### PROBLEM DETAILS
Beginning with the line that holds "Box the vehicle roof." in the data below, give again every line through the one that holds "Box the headlight.", exactly as written.

### DATA PROVIDED

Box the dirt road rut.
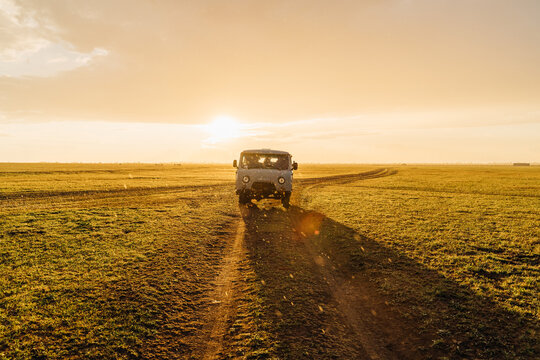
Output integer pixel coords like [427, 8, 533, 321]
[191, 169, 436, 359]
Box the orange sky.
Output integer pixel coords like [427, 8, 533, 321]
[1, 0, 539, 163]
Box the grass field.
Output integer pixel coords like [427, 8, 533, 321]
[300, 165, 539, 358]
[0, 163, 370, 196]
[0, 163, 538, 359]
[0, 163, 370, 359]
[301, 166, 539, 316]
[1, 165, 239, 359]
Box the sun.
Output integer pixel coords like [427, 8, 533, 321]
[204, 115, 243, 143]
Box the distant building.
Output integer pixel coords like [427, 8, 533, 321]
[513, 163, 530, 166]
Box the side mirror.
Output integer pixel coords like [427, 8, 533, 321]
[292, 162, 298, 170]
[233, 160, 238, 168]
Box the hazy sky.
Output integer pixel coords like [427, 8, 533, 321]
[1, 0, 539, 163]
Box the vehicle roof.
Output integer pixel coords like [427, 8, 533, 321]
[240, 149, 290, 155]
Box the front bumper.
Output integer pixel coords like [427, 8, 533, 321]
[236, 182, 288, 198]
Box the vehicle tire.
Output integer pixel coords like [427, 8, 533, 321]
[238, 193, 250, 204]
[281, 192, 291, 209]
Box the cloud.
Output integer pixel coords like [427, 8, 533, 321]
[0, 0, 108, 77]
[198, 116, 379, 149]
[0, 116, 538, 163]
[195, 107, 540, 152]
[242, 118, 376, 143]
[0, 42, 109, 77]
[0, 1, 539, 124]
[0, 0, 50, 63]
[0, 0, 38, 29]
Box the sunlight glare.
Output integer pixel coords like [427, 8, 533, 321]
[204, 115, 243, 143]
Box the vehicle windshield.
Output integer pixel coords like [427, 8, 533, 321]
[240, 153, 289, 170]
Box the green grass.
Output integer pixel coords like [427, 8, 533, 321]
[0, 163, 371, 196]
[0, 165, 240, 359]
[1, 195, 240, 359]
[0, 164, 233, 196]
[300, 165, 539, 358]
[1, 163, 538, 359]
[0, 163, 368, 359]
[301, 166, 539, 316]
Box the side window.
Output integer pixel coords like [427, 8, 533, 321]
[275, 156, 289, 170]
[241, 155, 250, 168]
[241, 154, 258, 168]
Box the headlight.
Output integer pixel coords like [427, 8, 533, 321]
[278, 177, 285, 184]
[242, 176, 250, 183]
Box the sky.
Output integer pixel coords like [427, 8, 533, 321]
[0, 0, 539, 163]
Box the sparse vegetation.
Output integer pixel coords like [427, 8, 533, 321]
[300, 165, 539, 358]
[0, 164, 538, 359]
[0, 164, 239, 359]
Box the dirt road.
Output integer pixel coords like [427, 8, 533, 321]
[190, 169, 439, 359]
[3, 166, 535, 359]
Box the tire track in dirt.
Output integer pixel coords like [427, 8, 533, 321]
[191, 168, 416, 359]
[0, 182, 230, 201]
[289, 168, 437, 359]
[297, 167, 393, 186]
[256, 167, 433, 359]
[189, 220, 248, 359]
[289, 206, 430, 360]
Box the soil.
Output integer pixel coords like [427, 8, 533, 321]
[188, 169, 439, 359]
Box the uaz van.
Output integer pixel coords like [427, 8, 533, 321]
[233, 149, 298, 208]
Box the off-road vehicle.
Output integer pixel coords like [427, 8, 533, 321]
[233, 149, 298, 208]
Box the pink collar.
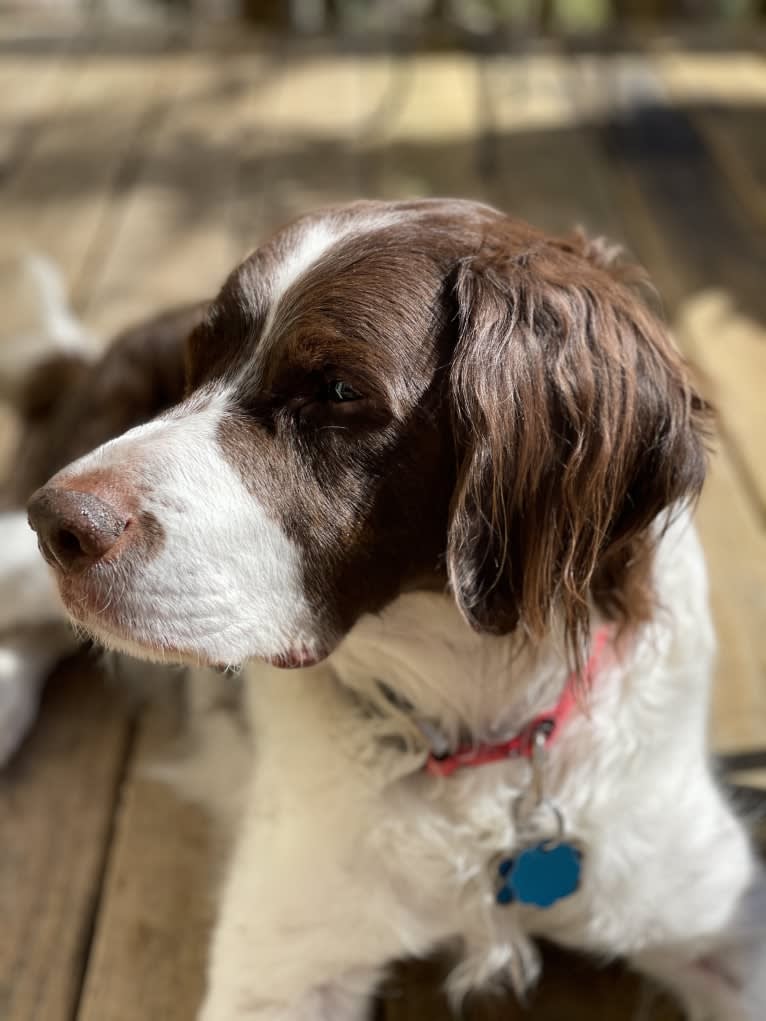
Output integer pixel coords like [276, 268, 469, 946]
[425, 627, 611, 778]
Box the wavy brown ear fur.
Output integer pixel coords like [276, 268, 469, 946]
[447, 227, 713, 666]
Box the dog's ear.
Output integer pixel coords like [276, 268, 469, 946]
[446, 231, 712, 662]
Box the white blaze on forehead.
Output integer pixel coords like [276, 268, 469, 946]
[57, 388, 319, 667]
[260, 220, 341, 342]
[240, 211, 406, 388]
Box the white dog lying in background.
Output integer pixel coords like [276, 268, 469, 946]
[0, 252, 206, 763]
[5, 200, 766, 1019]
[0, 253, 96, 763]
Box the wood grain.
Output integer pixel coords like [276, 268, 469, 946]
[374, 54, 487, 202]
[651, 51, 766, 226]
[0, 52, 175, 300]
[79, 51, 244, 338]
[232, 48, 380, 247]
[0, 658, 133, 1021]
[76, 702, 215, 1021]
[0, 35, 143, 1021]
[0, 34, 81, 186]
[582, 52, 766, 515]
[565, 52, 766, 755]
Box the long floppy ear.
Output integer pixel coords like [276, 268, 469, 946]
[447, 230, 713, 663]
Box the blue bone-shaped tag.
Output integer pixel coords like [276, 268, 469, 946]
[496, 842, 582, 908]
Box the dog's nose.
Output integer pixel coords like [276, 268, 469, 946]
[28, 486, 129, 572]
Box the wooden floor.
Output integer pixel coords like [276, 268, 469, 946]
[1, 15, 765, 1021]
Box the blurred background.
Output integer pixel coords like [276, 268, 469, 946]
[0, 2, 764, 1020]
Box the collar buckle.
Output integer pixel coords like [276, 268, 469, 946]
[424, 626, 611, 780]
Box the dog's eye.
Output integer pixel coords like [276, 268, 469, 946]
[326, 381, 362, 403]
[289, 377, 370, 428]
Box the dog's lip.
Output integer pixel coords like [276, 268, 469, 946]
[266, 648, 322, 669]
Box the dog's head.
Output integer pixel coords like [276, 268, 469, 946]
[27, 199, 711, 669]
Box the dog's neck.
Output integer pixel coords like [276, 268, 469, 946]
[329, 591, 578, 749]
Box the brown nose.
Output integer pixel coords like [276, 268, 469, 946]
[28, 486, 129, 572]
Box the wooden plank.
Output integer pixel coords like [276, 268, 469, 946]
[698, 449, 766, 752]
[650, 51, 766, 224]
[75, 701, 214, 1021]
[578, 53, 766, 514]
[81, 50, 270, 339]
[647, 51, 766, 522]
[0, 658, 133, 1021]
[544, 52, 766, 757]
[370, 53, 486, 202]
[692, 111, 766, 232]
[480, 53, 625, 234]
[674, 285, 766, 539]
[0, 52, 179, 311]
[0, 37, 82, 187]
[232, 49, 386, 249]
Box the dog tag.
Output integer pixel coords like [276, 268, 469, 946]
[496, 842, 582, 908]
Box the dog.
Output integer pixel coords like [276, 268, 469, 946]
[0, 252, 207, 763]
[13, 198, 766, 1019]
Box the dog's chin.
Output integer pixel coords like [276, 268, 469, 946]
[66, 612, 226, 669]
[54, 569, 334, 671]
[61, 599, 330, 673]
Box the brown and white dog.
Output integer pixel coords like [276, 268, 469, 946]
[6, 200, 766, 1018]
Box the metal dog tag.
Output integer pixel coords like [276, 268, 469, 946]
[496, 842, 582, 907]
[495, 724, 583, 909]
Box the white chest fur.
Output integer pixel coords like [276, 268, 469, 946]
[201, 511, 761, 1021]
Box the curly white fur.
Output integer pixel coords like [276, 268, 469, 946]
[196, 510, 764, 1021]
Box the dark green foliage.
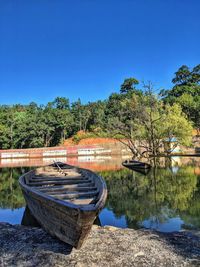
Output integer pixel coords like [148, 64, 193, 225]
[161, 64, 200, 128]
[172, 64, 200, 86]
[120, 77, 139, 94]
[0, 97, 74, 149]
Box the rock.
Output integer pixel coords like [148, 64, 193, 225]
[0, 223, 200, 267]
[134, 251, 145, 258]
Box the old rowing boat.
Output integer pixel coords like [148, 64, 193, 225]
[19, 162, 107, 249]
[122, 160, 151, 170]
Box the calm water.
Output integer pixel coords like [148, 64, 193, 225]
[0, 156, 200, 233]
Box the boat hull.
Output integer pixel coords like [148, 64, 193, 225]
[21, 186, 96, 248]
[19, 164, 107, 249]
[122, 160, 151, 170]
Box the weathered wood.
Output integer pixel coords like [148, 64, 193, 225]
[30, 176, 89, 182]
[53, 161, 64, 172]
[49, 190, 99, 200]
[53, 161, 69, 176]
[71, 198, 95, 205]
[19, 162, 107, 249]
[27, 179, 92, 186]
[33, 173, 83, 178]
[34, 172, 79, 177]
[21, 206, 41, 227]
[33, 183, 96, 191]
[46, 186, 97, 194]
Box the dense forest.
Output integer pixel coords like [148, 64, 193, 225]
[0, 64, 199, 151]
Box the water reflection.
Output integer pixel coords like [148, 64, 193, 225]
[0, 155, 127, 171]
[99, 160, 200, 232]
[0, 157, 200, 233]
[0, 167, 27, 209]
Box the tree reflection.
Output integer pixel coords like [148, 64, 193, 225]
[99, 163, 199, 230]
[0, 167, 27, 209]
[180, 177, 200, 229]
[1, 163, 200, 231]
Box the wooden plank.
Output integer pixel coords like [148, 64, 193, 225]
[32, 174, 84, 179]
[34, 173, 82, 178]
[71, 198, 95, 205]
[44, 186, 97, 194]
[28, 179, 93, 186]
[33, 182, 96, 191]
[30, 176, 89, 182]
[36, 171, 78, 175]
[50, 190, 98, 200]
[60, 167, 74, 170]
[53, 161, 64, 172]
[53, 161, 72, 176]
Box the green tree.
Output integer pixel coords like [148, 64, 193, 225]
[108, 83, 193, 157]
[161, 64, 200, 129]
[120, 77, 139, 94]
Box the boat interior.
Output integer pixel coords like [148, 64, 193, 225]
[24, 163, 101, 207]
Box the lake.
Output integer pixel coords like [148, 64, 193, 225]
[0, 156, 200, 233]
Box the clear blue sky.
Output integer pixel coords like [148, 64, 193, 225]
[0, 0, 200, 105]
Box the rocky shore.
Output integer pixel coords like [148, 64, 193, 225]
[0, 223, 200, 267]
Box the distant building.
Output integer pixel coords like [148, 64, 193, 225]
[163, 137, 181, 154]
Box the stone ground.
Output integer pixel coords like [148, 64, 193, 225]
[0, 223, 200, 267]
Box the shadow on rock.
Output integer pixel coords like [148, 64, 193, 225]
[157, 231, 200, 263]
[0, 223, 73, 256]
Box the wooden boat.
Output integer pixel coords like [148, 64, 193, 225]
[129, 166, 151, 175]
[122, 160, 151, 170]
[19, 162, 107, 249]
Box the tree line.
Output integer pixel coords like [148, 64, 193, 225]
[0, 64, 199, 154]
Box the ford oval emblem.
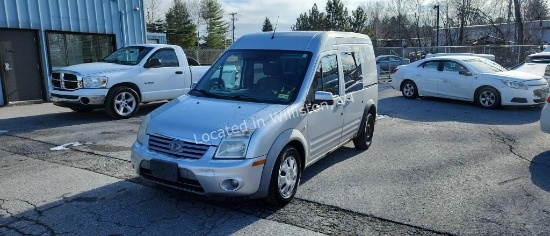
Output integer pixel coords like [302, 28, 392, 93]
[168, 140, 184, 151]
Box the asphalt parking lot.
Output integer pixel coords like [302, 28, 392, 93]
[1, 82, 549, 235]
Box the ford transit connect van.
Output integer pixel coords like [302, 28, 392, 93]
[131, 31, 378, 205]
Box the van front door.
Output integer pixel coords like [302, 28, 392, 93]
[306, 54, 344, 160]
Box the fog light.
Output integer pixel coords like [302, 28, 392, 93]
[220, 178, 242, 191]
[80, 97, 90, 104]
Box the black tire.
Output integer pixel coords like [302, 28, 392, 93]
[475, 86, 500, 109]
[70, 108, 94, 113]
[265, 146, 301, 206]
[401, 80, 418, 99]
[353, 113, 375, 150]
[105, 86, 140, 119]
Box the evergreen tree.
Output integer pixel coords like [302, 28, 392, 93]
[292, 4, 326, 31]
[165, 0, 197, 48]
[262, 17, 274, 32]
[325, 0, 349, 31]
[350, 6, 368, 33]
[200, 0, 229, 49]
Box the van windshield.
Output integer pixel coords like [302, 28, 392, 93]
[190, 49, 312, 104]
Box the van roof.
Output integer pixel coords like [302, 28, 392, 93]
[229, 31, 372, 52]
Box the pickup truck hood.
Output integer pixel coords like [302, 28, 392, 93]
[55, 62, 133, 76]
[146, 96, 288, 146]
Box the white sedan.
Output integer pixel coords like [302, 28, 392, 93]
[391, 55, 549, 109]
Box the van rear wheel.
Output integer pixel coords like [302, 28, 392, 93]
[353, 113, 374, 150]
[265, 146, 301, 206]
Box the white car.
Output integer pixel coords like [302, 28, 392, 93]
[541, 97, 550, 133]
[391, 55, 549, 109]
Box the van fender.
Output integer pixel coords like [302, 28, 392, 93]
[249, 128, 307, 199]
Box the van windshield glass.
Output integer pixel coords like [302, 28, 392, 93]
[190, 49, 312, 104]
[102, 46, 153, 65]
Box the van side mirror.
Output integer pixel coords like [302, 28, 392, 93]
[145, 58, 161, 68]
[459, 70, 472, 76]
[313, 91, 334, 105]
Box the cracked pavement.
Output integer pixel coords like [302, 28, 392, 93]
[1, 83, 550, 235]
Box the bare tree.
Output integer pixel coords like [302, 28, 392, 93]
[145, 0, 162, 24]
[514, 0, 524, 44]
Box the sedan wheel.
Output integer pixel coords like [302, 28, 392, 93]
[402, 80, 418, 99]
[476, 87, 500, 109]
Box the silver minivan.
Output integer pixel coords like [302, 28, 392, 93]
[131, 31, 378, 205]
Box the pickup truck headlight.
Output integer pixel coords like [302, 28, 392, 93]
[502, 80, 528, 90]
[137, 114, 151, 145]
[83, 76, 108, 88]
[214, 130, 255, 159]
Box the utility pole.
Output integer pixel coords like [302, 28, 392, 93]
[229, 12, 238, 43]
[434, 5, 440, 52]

### RESULT FOR THIS EXERCISE
Box the vehicle roof.
Output integer pixel coords like [427, 8, 533, 321]
[240, 149, 290, 155]
Box the front bumper.
Output integer pixel coords like [427, 8, 533, 321]
[236, 182, 288, 198]
Box the vehicle tire.
Output integer pixel coords like [427, 8, 533, 321]
[238, 193, 250, 204]
[281, 192, 291, 209]
Box the cloud.
Output integer pixel coords like [427, 8, 533, 321]
[0, 0, 108, 77]
[198, 116, 379, 149]
[0, 116, 538, 163]
[195, 107, 540, 152]
[242, 118, 376, 143]
[0, 42, 109, 77]
[0, 1, 539, 124]
[0, 0, 50, 63]
[0, 0, 38, 29]
Box the sunlight glare.
Output integer pixel coords like [427, 8, 533, 321]
[204, 115, 243, 143]
Box the vehicle windshield.
Output integer pixel coords like [427, 8, 533, 321]
[240, 153, 289, 170]
Box the green grass.
Output integer pixel coords like [427, 8, 533, 321]
[0, 163, 371, 196]
[0, 165, 240, 359]
[1, 195, 240, 359]
[0, 164, 233, 196]
[300, 165, 539, 358]
[1, 163, 538, 359]
[0, 163, 368, 359]
[301, 166, 539, 316]
Box the side window.
Output integer pixel coords like [427, 8, 533, 321]
[275, 156, 289, 170]
[241, 155, 250, 168]
[241, 154, 258, 168]
Box the headlight.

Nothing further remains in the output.